### ENTRIES SHOWN
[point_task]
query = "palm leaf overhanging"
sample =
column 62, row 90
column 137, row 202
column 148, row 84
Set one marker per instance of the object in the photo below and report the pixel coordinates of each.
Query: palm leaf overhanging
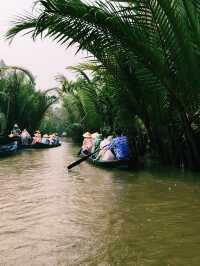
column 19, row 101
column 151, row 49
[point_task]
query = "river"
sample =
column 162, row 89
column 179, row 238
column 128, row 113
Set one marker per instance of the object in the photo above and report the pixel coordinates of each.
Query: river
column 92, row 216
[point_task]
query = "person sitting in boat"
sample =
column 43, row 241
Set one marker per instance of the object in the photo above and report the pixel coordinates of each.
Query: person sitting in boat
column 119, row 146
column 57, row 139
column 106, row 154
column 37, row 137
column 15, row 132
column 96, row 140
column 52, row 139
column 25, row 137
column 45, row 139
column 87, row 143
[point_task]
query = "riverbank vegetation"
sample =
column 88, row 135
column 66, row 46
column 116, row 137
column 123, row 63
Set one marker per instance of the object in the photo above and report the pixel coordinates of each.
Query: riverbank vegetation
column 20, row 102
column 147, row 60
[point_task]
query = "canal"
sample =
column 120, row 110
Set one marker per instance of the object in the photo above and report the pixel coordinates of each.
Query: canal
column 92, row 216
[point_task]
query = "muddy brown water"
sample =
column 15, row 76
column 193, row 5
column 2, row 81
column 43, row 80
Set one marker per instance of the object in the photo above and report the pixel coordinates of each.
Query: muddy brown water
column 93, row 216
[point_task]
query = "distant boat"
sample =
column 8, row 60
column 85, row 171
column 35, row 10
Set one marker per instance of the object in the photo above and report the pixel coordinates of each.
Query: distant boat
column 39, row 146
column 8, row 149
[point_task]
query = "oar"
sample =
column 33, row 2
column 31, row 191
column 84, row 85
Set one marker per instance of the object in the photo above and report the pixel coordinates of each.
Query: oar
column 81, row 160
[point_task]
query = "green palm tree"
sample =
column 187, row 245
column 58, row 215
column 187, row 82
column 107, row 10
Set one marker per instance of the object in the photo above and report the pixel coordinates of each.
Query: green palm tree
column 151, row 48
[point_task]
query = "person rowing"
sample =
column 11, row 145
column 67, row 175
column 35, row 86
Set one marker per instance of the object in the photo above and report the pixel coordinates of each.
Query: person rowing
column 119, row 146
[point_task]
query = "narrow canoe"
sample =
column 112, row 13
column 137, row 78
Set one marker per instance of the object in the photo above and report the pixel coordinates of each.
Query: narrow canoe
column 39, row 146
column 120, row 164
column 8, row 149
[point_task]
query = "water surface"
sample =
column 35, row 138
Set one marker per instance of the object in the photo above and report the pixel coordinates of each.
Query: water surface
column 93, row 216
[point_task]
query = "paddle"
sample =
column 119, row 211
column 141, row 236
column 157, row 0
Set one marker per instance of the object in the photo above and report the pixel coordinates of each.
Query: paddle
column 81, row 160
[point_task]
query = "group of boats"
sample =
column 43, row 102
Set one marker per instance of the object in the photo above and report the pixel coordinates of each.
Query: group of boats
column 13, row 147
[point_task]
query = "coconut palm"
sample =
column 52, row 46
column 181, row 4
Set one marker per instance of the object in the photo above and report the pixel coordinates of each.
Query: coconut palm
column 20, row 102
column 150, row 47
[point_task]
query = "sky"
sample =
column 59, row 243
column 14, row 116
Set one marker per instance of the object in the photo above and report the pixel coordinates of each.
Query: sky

### OBJECTIVE
Quote the records in full and exactly; skip any image.

### SOLUTION FOR THIS PROBLEM
[point_task]
query = "palm leaf overhanging"
sample =
column 62, row 90
column 137, row 202
column 148, row 84
Set one marker per instance of the object in the photo below and report the pixel coordinates of each.
Query: palm leaf overhanging
column 19, row 101
column 151, row 49
[point_task]
query = "river"
sample =
column 162, row 89
column 179, row 238
column 128, row 113
Set one marker per instance of the object in the photo above and report the pixel coordinates of each.
Query: river
column 92, row 216
[point_task]
query = "person sitting in boat"
sample =
column 43, row 241
Set one marker per instance of the object in the photo above and report the pixel coordinates of each.
Query: person sitting in boat
column 119, row 146
column 57, row 139
column 106, row 154
column 37, row 137
column 15, row 132
column 96, row 140
column 52, row 139
column 25, row 137
column 45, row 139
column 87, row 143
[point_task]
query = "riverbank vegetation"
sample =
column 88, row 135
column 66, row 46
column 116, row 137
column 123, row 63
Set one marker per instance of the object in the photo above and report the pixel coordinates of each.
Query: riverbank vegetation
column 20, row 102
column 147, row 60
[point_task]
query = "canal"
sample =
column 120, row 110
Set one marker per instance of the object in the photo above and report the pixel coordinates of each.
Query: canal
column 92, row 216
[point_task]
query = "muddy brown water"
sample =
column 15, row 76
column 193, row 5
column 2, row 81
column 43, row 80
Set one marker per instance of the object in the photo above and report the pixel coordinates of each.
Query: muddy brown water
column 93, row 216
[point_task]
query = "distant boat"
sample =
column 8, row 60
column 85, row 171
column 35, row 10
Set one marker per instance of the object in the photo above and report the pixel coordinates of each.
Query: distant boat
column 39, row 146
column 8, row 149
[point_task]
query = "oar"
sample =
column 33, row 2
column 31, row 191
column 84, row 85
Set one marker per instance of the object in the photo above and report the pixel coordinates of each.
Query: oar
column 81, row 160
[point_task]
query = "green palm tree"
sample =
column 187, row 245
column 58, row 215
column 187, row 82
column 107, row 10
Set one marker per instance of the object in the photo above and report the pixel coordinates of each.
Query: green palm tree
column 151, row 48
[point_task]
query = "person rowing"
sample =
column 11, row 145
column 67, row 175
column 35, row 86
Set one marker per instance of the object in the photo above and report the pixel coordinates of each.
Query: person rowing
column 119, row 146
[point_task]
query = "narrow canoe"
sample =
column 112, row 13
column 137, row 78
Set one marker per instance of the object in the photo above and report the pixel coordinates of each.
Query: narrow canoe
column 39, row 146
column 120, row 164
column 8, row 149
[point_task]
query = "water surface"
sample =
column 35, row 138
Set one marker per instance of the object in the photo above and report the pixel coordinates of each.
Query: water surface
column 93, row 216
[point_task]
query = "paddle"
sample =
column 119, row 211
column 141, row 236
column 157, row 0
Set one marker per instance of the object in the photo above and report the pixel coordinates of each.
Query: paddle
column 81, row 160
[point_task]
query = "group of boats"
sample =
column 43, row 102
Set one marker per instance of the object in the photo above and report the pixel coordinates of each.
Query: group of boats
column 13, row 147
[point_task]
query = "coconut palm"
sample =
column 52, row 46
column 181, row 4
Set one marker per instance of the object in the photo above and report the pixel coordinates of each.
Query: coconut palm
column 20, row 102
column 150, row 47
[point_task]
query = "sky"
sample =
column 59, row 243
column 14, row 116
Set one marker per instance of the object in the photo above and report the pixel coordinates of each.
Query: sky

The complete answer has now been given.